* EXTRAIT DE PAGE
################

Autant d’activités qui continuent à passer sous le radar des opinions publiques africaines tout comme des contribuables américains. Il aura fallu l’attaque meurtrière, par les Chababs, début 2020, de la piste aérienne accolée à la base militaire américano-kényane du camp Simba — assaut qui a causé la mort d’un soldat et de deux contractors américains — pour que l’on découvre l’implication des employeurs de ces derniers dans la « chaîne létale » des opérations antiterroristes menées dans le sud de la Somalie. Parmi les entreprises qui étaient alors pointées du doigt, on trouvait la société militaire privée américaine Priority 1, réputée « pour ses liens étroits avec l’appareil de sécurité américain ». Son ancien patron, Andrew Palowitch, passé par la Central Intelligence Agency (CIA), rappelait l’enquête collaborative menée par le consortium de journalistes de l’Organized Crime and Corruption Reporting Project (OCCRP), a également occupé des postes de direction chez Science Applications International Corporation (SAIC), l’un des sous-traitants les plus appréciés de l’industrie de défense américaine, et de Tenax Aerospace Holdings, sous-traité par le renseignement et le Pentagone « qui compte un ancien directeur de la CIA et un ancien commandant des opérations spéciales américaines ». Un opérateur privé qui grenouillait récemment dans le ciel du Sahel, entre Nord-Bénin et Niger.

Deux bases aériennes, dont celles d’Agadez (Niger), dédiées aux missions de drones ; quelque 800 soldats américains assurant des rotations de six mois ; et une présence tout aussi importante de contractors : depuis 2015, Africom a fait du Niger sa principale plate-forme de surveillance et d’intervention en Afrique de l’Ouest. Le pays sahélien est aussi la deuxième nation du continent, après le camp Lemonnier de Djibouti, à recenser autant de forces spéciales américaines sur son sol. Mi-mars, le secrétaire d’État américain Antony Blinken, de passage à Niamey, réitérait son soutien au pays et soulignait l’aide apportée par Washington pour « enquêter, réduire le terrorisme, l’extrémisme violent ». Pendant ce temps, de nouvelles rumeurs de déménagement du siège d’Africom, sis actuellement en Allemagne, dans la banlieue de Stuttgart, vers un pays du continent africain, refont surface. En mai 2022, les regards étaient tournés vers la Zambie, qui cherche toujours à restructurer ses 13 milliards de dette extérieure, à la suite de l’ouverture d’un bureau de l’Africom au sein de l’ambassade américaine de Lusaka. Celui-ci est destiné à « améliorer la coopération entre les États-Unis et la Zambie dans les domaines du management et de la modernisation de ses forces de sécurité ». L’annonce, confirmant le renforcement des relations bilatérales entre Lusaka et Washington (la Zambie a accueilli et coprésidé fin mars le deuxième sommet pour la démocratie organisé par le département d’État américain), « a suscité la condamnation des autres membres de la Communauté de développement de l’Afrique australe (SADC), en particulier le Zimbabwe », selon Economist Intelligence.

################

* DONNÉES RECUEILLIES
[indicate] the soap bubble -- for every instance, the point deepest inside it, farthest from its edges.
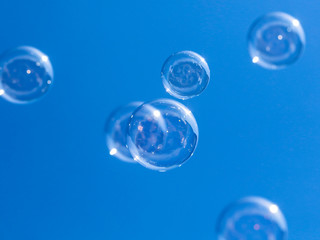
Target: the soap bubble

################

* CONSIGNES DE TRAVAIL
Poursuivez le texte sur la présence militaire américaine en Afrique en reprenant après sa dernière phrase.

* RÉPONSE ATTENDUE
Ces derniers mois, un autre pays, qui s’était porté candidat pour accueillir Africom au moment de sa création, sous le mandat de George W. Bush, est aussi revenu en lumière : le Libéria, présidé par M. George Weah. Un engagement nourri par le bruit de fond, depuis les révélations du Wall Street Journal, de l’intérêt grandissant du ministère de la défense chinois pour le port de Bata, en Guinée équatoriale. Mi-avril, devant la commission des affaires étrangères du Sénat américain, M. Rick Waters, secrétaire d’État adjoint chargé de la Chine et de Taïwan, déclarait que si Pékin construisait une installation militaire quelque part le long de la côte atlantique africaine, cela serait alors considéré comme une menace directe pour les États-Unis.

Pendant que se joue la symphonie Wagner à plein volume, il serait dommage de négliger la partition, chorale et montante, d’Africom et de ses prestataires privés.

Jean-Christophe Servant

(1Colonel Peer de Jong, Agir entre les lignes. Sociétés militaires privées : Wagner, Blackwater, Mozart et les autres, Mareuil Éditions, Paris, 2023, 245 pages, 21 euros.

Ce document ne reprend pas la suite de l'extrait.